BEGIN EXTRACT PROVIDED

Josh Brolin Owes Everyone An Apology For His Superhero Flop
Josh Brolin feels he owes an apology to his Jonah Hex co-stars for getting them involved.
There are very few people who have positive feelings about Jonah Hex, the 2010 DC Comics western superhero film that made an embarrassing $11 million worldwide and a dismal 12 percent Rotten Tomatoes score. Josh Brolin, who played the titular Jonah Hex, shares those feelings. And according to an interview with Variety, he feels bad for pulling in all the big-name stars he did into it.
In the interview, which came out ahead of Josh Brolin earning a Vision Award at the Sun Valley Film Festival, he talks about several of the big names he had join Jonah Hex. He says he still owes Transformers actress Megan Fox, X-Men: First Class actor Michael Fassbender, and Being John Malkovich star John Malkovich, for getting them involved in such an incoherent mess.
“And not that I had a ton of pull then, but I brought in Megan [Fox,] who I thought was perfect for that role. Maybe not the best actress at that moment, but for that type of parody, forget it. Her, at that moment? You couldn’t do better than that,” Brolin said. “And [Michael] Fassbender? One of our best actors, who had done Shame and Hunger, are you kidding me? Malkovich, who had just been ripped off by Bernie Madoff, and we’re asking him to do it for a third of his price. He said yes. I mean, f*ck, I still owe these people.”
The movie features future Avengers: Infinity War star Josh Brolin as a former Confederate soldier, Jonah Hex, who killed the son of his commanding officer after disobeying an order to burn down a hospital. The officer, in turn, killed Hex’s family, scarred Hex with a branding iron, and then left him for dead. Hex was found by the Native American Crow people, and healed in a way that allows him to speak with the dead.
According to Josh Brolin, the film’s troubles started when a Warner Bros. executive told Brolin that he had two weeks to find a director for Jonah Hex, He eventually settled on Jimmy Hayward, whose only previous directorial credit was the 2008 animated film Horton Hears a Who. Hayward only directed one more feature film after Jonah Hex — another animated movie, Free Birds, which did much better at the box office (taking in $110 million against a $55 million budget) but still was widely lambasted by critics.
Josh Brolin says he doesn’t want to completely blame Hayward for the failure of Jonah Hex, since some of the blame is on himself — for choosing Hayward.
There was also the issue of executive meddling, which Josh Brolin claims played a big part in how badly Jonah Hex turned out. Brolin said that the studio tried to make Jonah Hex as accessible as possible, and ended up making it completely inaccessible.
The few people who saw the film got to Hex travel the south, seeking revenge on his commanding officer. Chances are that they, like Josh Brolin and 88% of the nation’s critics, also hated the film, since it was given a poor 20% Rotten Tomatoes user score and a low C+ Cinemascore.
Critics said that, despite Josh Brolin’s great performance, the movie was unfocused, tonally dissonant, and in many ways cliche. The best thing most critics had to say about the film was that it only went on for 1 hour and 21 minutes.
Despite his first step into the superhero genre being a complete failure, Josh Brolin would move on from Jonah Hex to become a huge force in Marvel films. Most famously, he played Thanos across multiple phases of the MCU, before finally being defeated at the end of Avengers: Endgame. Brolin also played Cable in Deadpool 2, before the Deadpool films got pulled into the MCU.

END EXTRACT PROVIDED

_PROBLEMS TO SOLVE_.
#1 List the actors who, according to the Jonah Hex article, Josh Brolin says he still owes for bringing them into the film.
#2 Write out word for word the stretch of the Jonah Hex article from "There was also" through "and 21 minutes.".
The material that follows comes from a separate source and has no connection to the Jonah Hex article.

BEGIN PROVIDED MATERIAL

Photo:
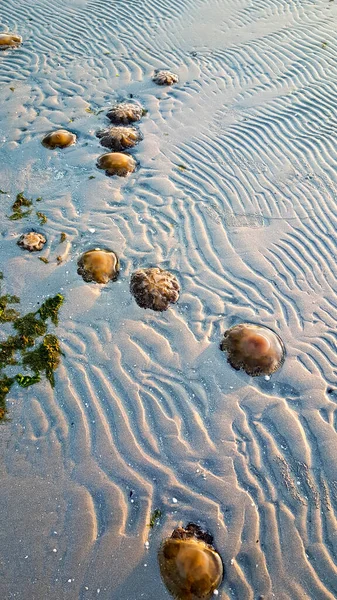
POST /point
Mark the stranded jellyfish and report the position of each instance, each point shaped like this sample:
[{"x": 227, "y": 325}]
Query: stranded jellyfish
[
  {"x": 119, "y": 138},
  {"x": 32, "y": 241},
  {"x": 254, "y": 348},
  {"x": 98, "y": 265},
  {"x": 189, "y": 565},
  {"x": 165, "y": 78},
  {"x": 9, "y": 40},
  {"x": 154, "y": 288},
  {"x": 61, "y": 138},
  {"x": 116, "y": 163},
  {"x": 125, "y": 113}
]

END PROVIDED MATERIAL
BEGIN PROVIDED MATERIAL

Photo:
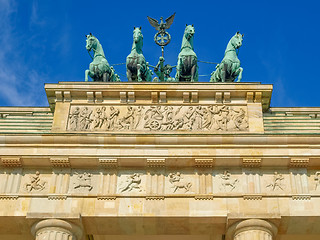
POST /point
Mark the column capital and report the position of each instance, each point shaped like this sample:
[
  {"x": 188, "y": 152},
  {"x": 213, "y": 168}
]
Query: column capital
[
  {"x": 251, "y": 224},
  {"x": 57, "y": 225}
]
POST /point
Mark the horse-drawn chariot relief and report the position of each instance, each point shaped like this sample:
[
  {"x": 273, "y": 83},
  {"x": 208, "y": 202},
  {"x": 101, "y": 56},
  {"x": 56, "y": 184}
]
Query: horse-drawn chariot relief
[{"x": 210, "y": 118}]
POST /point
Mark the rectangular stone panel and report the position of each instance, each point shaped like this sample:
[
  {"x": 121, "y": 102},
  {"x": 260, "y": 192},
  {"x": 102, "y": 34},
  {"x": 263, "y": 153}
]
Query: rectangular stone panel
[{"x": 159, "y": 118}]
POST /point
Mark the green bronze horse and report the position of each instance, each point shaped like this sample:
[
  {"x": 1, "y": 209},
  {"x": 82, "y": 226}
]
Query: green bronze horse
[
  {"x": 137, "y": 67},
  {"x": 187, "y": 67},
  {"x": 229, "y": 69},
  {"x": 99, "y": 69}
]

END PROVIDED MATERIAL
BEGIN PROVIDED MATERIAL

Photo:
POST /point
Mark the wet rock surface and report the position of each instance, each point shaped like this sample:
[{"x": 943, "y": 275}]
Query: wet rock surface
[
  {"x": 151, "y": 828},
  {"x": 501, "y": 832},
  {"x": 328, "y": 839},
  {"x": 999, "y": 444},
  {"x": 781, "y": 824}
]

END PROVIDED MATERIAL

_SOLUTIONS TO THE TASKS_.
#1 Megan Fox, Michael Fassbender, John Malkovich

#2
There was also the issue of executive meddling, which Josh Brolin claims played a big part in how badly Jonah Hex turned out. Brolin said that the studio tried to make Jonah Hex as accessible as possible, and ended up making it completely inaccessible.
The few people who saw the film got to Hex travel the south, seeking revenge on his commanding officer. Chances are that they, like Josh Brolin and 88% of the nation’s critics, also hated the film, since it was given a poor 20% Rotten Tomatoes user score and a low C+ Cinemascore.
Critics said that, despite Josh Brolin’s great performance, the movie was unfocused, tonally dissonant, and in many ways cliche. The best thing most critics had to say about the film was that it only went on for 1 hour and 21 minutes.